Given instruction:
Rewrite all of the rows below as a numbered list with one line per item, and leave out any blank lines.

Data supplied:
++++++++++
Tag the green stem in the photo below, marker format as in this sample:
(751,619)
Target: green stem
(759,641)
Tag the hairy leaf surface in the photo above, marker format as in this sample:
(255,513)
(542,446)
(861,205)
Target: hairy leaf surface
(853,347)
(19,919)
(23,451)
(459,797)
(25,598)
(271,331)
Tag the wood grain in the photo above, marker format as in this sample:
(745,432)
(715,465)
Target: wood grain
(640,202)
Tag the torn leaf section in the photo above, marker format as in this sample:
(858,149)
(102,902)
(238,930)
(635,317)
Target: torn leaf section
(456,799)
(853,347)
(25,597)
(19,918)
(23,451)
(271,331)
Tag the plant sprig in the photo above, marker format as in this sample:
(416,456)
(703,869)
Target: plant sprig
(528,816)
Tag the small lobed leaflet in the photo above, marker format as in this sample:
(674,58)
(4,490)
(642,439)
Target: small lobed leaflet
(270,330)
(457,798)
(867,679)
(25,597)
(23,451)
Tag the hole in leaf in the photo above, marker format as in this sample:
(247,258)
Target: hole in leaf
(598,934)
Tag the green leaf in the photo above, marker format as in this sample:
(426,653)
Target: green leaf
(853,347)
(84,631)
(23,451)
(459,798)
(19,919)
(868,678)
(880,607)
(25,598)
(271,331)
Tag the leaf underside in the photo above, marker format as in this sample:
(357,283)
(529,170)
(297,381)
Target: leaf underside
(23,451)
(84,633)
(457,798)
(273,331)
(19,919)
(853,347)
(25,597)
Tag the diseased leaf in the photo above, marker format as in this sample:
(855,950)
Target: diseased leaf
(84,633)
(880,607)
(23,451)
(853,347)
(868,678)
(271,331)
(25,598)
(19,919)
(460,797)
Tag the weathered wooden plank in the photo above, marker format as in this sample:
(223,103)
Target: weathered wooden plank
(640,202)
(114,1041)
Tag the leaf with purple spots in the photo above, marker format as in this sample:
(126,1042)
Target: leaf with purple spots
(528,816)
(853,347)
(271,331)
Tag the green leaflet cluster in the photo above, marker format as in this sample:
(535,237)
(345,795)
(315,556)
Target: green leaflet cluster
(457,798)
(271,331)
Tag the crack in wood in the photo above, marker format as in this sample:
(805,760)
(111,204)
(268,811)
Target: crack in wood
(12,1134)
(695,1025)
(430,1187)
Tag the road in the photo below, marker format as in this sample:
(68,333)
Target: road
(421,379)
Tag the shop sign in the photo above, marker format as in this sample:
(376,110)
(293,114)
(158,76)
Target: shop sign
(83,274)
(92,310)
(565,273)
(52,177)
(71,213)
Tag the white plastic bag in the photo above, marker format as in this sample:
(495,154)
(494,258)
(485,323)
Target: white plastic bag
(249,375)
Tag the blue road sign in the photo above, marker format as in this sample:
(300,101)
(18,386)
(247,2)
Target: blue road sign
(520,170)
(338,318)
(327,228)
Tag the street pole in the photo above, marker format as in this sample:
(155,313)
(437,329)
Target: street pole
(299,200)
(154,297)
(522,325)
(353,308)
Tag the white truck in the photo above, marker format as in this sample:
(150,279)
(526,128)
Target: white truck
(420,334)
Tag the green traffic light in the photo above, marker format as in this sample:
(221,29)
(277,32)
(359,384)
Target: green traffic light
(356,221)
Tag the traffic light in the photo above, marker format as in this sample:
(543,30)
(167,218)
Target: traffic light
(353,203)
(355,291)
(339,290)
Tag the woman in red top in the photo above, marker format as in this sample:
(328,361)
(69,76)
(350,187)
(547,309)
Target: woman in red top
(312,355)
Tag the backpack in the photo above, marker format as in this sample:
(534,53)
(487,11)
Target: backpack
++++++++++
Expected answer:
1. Tag the green stem in the photo below, marker format as in this sample:
2. (751,619)
3. Target: green stem
4. (759,641)
5. Tag the hairy leaf surface in the photo above, marker format as in this sample:
6. (255,513)
7. (542,446)
8. (861,205)
9. Target: hairy leaf surface
10. (853,347)
11. (19,919)
12. (23,451)
13. (459,797)
14. (25,598)
15. (271,331)
16. Tag the wood grain in the photo above, marker format as in this sample:
17. (745,432)
18. (715,465)
19. Target: wood grain
20. (640,202)
21. Tag the torn leaf section in the photo above, marker format as in this sample:
22. (858,149)
23. (102,902)
24. (238,930)
25. (635,317)
26. Target: torn leaf section
27. (456,799)
28. (853,347)
29. (25,597)
30. (19,918)
31. (23,451)
32. (271,331)
33. Tag the plant sprig in the photo above, marker format as in this sample:
34. (416,456)
35. (703,869)
36. Target: plant sprig
37. (528,816)
38. Tag the small lobed leaflet in the photo above, marker format as in this sample:
39. (674,58)
40. (4,490)
41. (642,439)
42. Target: small lobed leaflet
43. (270,330)
44. (457,798)
45. (867,679)
46. (25,597)
47. (23,451)
48. Tag the hole in leaf in the photo above, marker format as in this sample:
49. (247,258)
50. Target: hole in leaf
51. (598,934)
52. Tag the green leaf in the photo above, marker format as in this sample:
53. (426,653)
54. Target: green leaf
55. (853,347)
56. (84,631)
57. (23,451)
58. (459,798)
59. (19,919)
60. (868,678)
61. (880,607)
62. (25,598)
63. (271,331)
64. Tag the leaf underside in the photo above, marker format as in this sample:
65. (357,283)
66. (529,170)
67. (297,381)
68. Target: leaf underside
69. (23,451)
70. (84,633)
71. (457,798)
72. (273,331)
73. (19,919)
74. (853,347)
75. (25,597)
76. Tag the diseased leaf in the photo above, marker format as in this sample:
77. (855,950)
78. Target: diseased leaf
79. (84,633)
80. (880,607)
81. (23,451)
82. (853,347)
83. (868,678)
84. (271,331)
85. (25,598)
86. (19,919)
87. (460,797)
88. Tag the weathered wooden plank in the photo above, marker format as in this sample:
89. (223,103)
90. Target: weathered wooden plank
91. (640,202)
92. (114,1041)
93. Tag the leaf with purple spots in the photo above, marker format as in this sample:
94. (126,1042)
95. Target: leaf with purple spots
96. (528,816)
97. (853,347)
98. (271,331)
99. Tag the green leaflet cluster in the photo above, marker format as in this sample:
100. (535,237)
101. (345,795)
102. (315,556)
103. Target: green leaflet cluster
104. (457,798)
105. (271,331)
106. Tag the crack in wood in the photo above, marker format as in this sample:
107. (805,760)
108. (111,204)
109. (268,811)
110. Target: crack in wood
111. (12,1134)
112. (695,1025)
113. (430,1187)
114. Tag the road in the photo below, marker format as in this sample:
115. (68,333)
116. Target: road
117. (421,379)
118. Tag the shop sign in the photo above, marker format as in this sample:
119. (376,110)
120. (293,114)
121. (158,76)
122. Target: shop sign
123. (83,274)
124. (92,310)
125. (565,273)
126. (52,177)
127. (71,213)
128. Tag the white plastic bag in the photo above, marker format as in this sample:
129. (495,154)
130. (494,258)
131. (485,323)
132. Target: white plastic bag
133. (249,375)
134. Tag the blue road sign in the photo above, marker format as in this sample:
135. (300,101)
136. (18,386)
137. (247,2)
138. Target: blue road sign
139. (520,170)
140. (338,318)
141. (327,228)
142. Tag the street pole in the photo above, marker format as in this sample:
143. (155,313)
144. (437,329)
145. Target: street pole
146. (299,200)
147. (154,297)
148. (522,325)
149. (353,308)
150. Tag the white truck in the photo above, marker format as in this sample:
151. (150,279)
152. (526,128)
153. Target: white truck
154. (420,334)
155. Tag the green traffic light in the photo above, marker format as in this sample:
156. (221,29)
157. (277,32)
158. (359,384)
159. Target: green traffic light
160. (356,221)
161. Tag the traffic light in the photo above, marker format as in this sample:
162. (543,30)
163. (167,218)
164. Target: traffic light
165. (353,203)
166. (355,291)
167. (339,290)
168. Tag the woman in red top in the photo above, marker format as in this sample:
169. (328,361)
170. (69,76)
171. (350,187)
172. (547,309)
173. Target: woman in red top
174. (312,355)
175. Tag the backpack in the photo above, marker format as in this sample:
176. (534,53)
177. (487,11)
178. Target: backpack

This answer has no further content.